begin Text

2009-05-12 03:06:29

by Steve Wise

[permalink] [raw]
Subject: Re: [PATCH 2.6.30] xprtrdma: The frmr iova_start values are truncated by the nfs rdma client.

Trond Myklebust wrote:
> On Mon, 2009-05-11 at 21:14 -0400, Tom Talpey wrote:
>
>> At 08:44 PM 5/11/2009, Trond Myklebust wrote:
>>
>>> On Mon, 2009-05-11 at 19:13 -0500, Steve Wise wrote:
>>>
>>>> Trond Myklebust wrote:
>>>>
>>>>> On Mon, 2009-05-11 at 17:25 -0500, Steve Wise wrote:
>>>>>
>>>>>
>>>>>> Hey Trond,
>>>>>>
>>>>>> Will this bug fix make 2.6.30?
>>>>>>
>>>>>> Thanks,
>>>>>>
>>>>>> Steve.
>>>>>>
>>>>>>
>>>>> Not in the form it is in now. As I've said earlier, I'm not happy about
>>>>> the sunrpc layer having to circumvent ordinary type checking on
>>>>> non-sunrpc structures.
>>>>>
>>>>> Cheers
>>>>> Trond
>>>>>
>>>> How is it circumventing? It's currently incorrectly casting a pointer
>>>> into a u64. That seems just broken to me. Also, its really the sunrpc
>>>> rdma transport layer. It deals specifically with rdma. It _should_
>>>> know about rdma interfaces and types.
>>>>
>>> The fact is that I'm simply not interested enough in rdma to tolerate
>>> hacks. If it isn't done cleanly, in a manner that I can maintain, then
>>> the whole transport layer comes out...
>>>
>> I know exactly what you want - it's not what the code does now and
>> it's not an accessor function to set the hardware's u64 field. What's
>> needed is a new function to manage the entire RDMA triplet, and the
>> memory registration behind it, in the OFA code side. Put the hardware
>> goop below the line, IOW. I'll dust up Steve on this.
>>
>
> This does indeed sound like what I'd looking for.
>
> There is a huge difference between having code that depends on well
> defined rdma interfaces, and code that depends on rdma hacks. A piece of
> code that requires casts from a non-local opaque type into another
> protocol-dependent non-local type will definitely fall in the latter
> category. I really don't care what the current code does, but a fix for
> that code is something that does it _correctly_; it is not yet another
> hack, whether or not it fixes a bug in the short term.
>
> Trond
>
>

Trond, I get your point, and we can certainly work on improving this
with the rdma developer community. But removing the one-line-broken
cast will resolve a current crash situation for 2.6.30. Can't we get
this fix in 2.6.30 and work on the API improvements for 2.6.31? I've
CCed Roland and the ofa general list to get everyone involved in this
thread so we can get this API design change going.

end Text
begin Records

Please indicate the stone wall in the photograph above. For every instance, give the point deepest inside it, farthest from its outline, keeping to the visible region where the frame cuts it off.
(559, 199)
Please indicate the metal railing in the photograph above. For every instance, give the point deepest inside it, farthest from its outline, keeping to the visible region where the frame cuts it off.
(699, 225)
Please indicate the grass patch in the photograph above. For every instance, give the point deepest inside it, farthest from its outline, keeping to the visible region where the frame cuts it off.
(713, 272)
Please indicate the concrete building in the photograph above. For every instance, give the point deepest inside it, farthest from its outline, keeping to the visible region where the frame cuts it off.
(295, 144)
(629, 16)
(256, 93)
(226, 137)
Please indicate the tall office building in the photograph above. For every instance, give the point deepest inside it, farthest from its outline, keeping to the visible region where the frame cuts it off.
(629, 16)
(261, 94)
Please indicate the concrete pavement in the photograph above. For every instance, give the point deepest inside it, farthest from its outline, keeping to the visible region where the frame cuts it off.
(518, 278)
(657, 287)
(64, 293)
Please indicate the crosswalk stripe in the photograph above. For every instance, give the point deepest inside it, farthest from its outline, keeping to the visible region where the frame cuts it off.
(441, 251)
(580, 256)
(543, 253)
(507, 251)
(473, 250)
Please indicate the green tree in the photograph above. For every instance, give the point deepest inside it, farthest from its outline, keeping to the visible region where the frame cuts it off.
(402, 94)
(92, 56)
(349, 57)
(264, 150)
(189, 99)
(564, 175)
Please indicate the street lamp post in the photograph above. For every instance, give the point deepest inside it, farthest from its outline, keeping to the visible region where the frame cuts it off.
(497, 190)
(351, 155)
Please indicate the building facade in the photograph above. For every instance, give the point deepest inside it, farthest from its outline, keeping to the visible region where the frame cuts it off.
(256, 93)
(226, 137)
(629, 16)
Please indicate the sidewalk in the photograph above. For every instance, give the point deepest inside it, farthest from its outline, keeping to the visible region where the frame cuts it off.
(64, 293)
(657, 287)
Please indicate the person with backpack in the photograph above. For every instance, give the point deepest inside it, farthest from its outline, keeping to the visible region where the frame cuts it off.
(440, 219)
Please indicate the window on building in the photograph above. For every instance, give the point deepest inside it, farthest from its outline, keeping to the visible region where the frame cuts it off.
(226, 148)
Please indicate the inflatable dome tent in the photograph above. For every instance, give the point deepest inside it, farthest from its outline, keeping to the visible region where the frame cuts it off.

end Records

Written tasks
1 - In the mailing-list thread, which kernel version does Steve Wise propose for the API improvements?
2 - List every person named in the mailing-list thread.

Written answers
1 - 2.6.31

2 - Steve Wise, Trond Myklebust, Tom Talpey, Roland